___ DATA FOR THE TASK ___

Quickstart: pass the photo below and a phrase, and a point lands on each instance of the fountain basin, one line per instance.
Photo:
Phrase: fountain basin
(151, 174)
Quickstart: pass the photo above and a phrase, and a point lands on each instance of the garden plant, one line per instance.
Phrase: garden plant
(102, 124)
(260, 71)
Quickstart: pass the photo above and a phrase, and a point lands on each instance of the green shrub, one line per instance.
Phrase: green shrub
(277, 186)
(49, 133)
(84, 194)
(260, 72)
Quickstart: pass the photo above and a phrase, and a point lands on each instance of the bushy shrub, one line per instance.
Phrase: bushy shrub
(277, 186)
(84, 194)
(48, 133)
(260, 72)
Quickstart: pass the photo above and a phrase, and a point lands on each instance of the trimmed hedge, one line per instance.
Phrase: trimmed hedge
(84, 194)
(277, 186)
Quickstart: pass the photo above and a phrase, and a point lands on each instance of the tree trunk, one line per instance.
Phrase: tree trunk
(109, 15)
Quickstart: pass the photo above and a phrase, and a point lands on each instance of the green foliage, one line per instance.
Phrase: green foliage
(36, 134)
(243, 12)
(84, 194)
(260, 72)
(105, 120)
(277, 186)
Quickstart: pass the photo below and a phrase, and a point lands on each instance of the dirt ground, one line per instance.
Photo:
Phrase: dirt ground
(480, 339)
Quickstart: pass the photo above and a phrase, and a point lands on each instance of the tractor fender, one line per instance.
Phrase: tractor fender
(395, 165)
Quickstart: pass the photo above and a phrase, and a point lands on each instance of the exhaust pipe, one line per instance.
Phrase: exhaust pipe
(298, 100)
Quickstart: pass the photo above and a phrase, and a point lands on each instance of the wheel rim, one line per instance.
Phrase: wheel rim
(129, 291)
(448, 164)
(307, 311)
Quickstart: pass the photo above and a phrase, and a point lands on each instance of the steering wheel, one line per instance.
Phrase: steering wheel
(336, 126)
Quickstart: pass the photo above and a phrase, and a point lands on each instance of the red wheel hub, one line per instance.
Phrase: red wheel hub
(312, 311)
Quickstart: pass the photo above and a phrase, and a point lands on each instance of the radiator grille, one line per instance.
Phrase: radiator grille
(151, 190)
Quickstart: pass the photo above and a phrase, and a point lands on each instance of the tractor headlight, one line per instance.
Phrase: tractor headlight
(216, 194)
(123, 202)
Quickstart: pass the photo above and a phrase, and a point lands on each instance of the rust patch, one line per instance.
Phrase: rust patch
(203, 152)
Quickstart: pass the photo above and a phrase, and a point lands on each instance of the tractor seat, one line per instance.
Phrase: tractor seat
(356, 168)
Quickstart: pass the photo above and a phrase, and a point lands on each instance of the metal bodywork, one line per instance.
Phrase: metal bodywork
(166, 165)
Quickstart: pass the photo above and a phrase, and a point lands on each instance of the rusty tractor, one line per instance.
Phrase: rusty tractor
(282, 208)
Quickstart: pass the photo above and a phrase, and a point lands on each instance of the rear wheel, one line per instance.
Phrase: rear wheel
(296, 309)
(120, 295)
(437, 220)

___

WORK REQUIRED: Transcribe every entry exactly.

TASK RESULT:
Quickstart: pass the photo below and a phrase, and a point lands on each instance of the fountain basin, one line per instance.
Photo:
Phrase: fountain basin
(151, 174)
Quickstart: pass the photo above and a phrase, and a point lands on each instance of the garden plant, one line per instance.
Phrase: garden plant
(102, 124)
(260, 71)
Quickstart: pass the photo above and a phrase, and a point lands on each instance of the green shrub, one line per instance.
Phrase: green shrub
(277, 186)
(49, 133)
(84, 194)
(260, 72)
Quickstart: pass the photo above and a phrase, and a point lands on each instance of the bushy shrub, one line per instance.
Phrase: bushy shrub
(277, 186)
(84, 194)
(48, 133)
(260, 72)
Quickstart: pass the photo above and a phrase, and a point lands on each instance of the trimmed hedge, one line per instance.
Phrase: trimmed hedge
(84, 194)
(277, 186)
Quickstart: pass the photo above and a phrase, and a point lands on each instance of the tree trunk, one line per instance.
Phrase: tree trunk
(109, 15)
Quickstart: pass the photo above and a phrase, and a point lands on each instance of the green foliage, one line per instance.
Phrase: green foliage
(36, 134)
(243, 12)
(84, 194)
(260, 72)
(105, 120)
(277, 186)
Quickstart: pass the photo below and a phrase, and a point lands on each instance of the dirt ground, one line per instance.
Photo:
Phrase: dirt ground
(480, 339)
Quickstart: pass the photo above and a phrase, and a point lands on each instance of the tractor fender, one line per instance.
Phrase: tractor fender
(395, 165)
Quickstart: pass the photo above and a phrase, and a point lands on each instance of the exhaust pipe, one line per instance.
Phrase: exhaust pipe
(298, 100)
Quickstart: pass the photo above and a phrase, and a point lands on each instance of the wheel rim, one line per instance.
Phrase: wheel rim
(129, 291)
(448, 164)
(307, 311)
Quickstart: pass the photo above and a phrase, and a point lands on each instance of the steering wheel, one line per instance.
Phrase: steering wheel
(336, 126)
Quickstart: pass the photo above and a phrase, and a point lands on each instance of the red wheel hub, one line per instance.
Phrase: red wheel hub
(312, 311)
Quickstart: pass the photo above and a phrase, and a point lands on each instance of the radiator grille, one line per instance.
Phrase: radiator grille
(151, 190)
Quickstart: pass the photo above and a phrase, and a point lands on each instance of the tractor headlight, one line per instance.
Phrase: tractor headlight
(216, 194)
(123, 202)
Quickstart: pass the photo above and a phrase, and a point lands on each instance of the rust patch, one line per instance.
Phrase: rust patch
(203, 152)
Quickstart: pass the photo above and a phrase, and a point lands on each instance of the tractor seat, one line per instance.
Phrase: tractor seat
(356, 168)
Quickstart: pass the photo above and a phrase, and a point lands on each instance of the metal bodywork, one line per instance.
Phrase: metal bodywork
(166, 165)
Quickstart: pass the photo above and a phrase, and a point lands on each instance of the rusty tractor, one line per instance.
Phrase: rusty tractor
(282, 208)
Quickstart: pass the photo above and a phrase, and a point lands on each instance of the rear wheel, one line per instance.
Phrase: rear wheel
(296, 309)
(120, 295)
(437, 220)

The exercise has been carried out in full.